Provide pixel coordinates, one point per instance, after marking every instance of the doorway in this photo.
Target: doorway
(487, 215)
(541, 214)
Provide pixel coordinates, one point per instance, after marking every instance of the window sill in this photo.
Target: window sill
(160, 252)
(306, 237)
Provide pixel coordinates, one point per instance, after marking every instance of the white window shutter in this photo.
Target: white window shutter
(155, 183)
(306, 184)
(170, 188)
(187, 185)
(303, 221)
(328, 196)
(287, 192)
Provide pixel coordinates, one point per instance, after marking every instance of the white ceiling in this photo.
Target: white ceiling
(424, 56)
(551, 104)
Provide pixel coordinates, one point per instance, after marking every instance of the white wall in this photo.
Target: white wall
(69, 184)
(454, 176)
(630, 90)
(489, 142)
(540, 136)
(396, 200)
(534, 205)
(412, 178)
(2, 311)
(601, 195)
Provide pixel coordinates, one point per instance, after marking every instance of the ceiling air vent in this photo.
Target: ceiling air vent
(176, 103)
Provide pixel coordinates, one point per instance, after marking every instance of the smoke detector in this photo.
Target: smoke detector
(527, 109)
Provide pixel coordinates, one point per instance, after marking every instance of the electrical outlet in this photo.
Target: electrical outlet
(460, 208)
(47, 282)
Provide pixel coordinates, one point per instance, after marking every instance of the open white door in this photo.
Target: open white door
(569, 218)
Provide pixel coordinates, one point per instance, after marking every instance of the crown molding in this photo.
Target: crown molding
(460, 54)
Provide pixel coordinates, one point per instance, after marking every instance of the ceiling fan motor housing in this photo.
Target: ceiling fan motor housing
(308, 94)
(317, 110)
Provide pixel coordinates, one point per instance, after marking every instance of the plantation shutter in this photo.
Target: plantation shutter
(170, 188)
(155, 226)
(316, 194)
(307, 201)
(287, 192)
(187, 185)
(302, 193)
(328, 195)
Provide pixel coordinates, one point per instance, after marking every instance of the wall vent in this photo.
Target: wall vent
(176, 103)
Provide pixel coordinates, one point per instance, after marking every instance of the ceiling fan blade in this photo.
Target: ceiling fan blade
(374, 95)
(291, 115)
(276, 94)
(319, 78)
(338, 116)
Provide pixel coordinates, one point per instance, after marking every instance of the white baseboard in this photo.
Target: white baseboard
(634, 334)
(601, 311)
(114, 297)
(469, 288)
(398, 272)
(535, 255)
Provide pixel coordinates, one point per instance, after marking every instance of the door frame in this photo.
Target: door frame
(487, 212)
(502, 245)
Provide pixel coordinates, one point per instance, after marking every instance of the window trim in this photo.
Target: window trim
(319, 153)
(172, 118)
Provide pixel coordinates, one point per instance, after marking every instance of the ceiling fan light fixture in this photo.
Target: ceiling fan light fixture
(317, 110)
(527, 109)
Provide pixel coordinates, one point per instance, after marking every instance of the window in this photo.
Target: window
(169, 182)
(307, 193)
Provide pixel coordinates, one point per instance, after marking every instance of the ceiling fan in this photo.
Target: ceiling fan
::::::
_What to produce_
Above are the records. Print exactly, and only, the lines from the line with "Target: smoke detector" to the line with "trim in this photo.", both inclusive.

_Result_
Target: smoke detector
(527, 109)
Provide pixel coordinates, one point per instance, after marking every instance of the electrical outlet in this photo.
Target: electrical outlet
(460, 208)
(47, 282)
Provide pixel coordinates, one point per instance, after marking every instance of the open white door in this photo.
Target: open white door
(569, 218)
Provide pixel coordinates, one point per instance, after marking every instance of the crown molding in this photo.
Target: crown molding
(460, 54)
Provide pixel coordinates, one point per instance, after marking every instance of the ceiling fan motor housing in this photo.
Target: ceiling fan motor housing
(308, 94)
(317, 110)
Provide pixel coordinates, one point per instance, after marking every instance of the plantation shutter in this photo.
Target: plantation shutter
(170, 188)
(155, 226)
(316, 194)
(307, 201)
(287, 192)
(187, 185)
(302, 193)
(328, 195)
Provide pixel coordinates, one point per instance, after marking every instance of the wall vent in this photo.
Target: wall vent
(176, 103)
Provide pixel coordinates, one point per instance, after marking every instance of the ceiling fan blade in this photo.
Target: ceiling fan blade
(374, 95)
(291, 115)
(276, 94)
(319, 78)
(338, 116)
Provide pixel coordinates, one point per instance, after marking every instance of the white baseboard in this photo.
Target: white baseboard
(634, 334)
(601, 311)
(114, 297)
(469, 288)
(398, 272)
(535, 255)
Provide pixel coordinates, one point per instance, after marking every instance of the door frame in this photo.
Target: door frame
(487, 212)
(502, 245)
Provide pixel coordinates, one point per instance, after marking every instance of the window trim in this photo.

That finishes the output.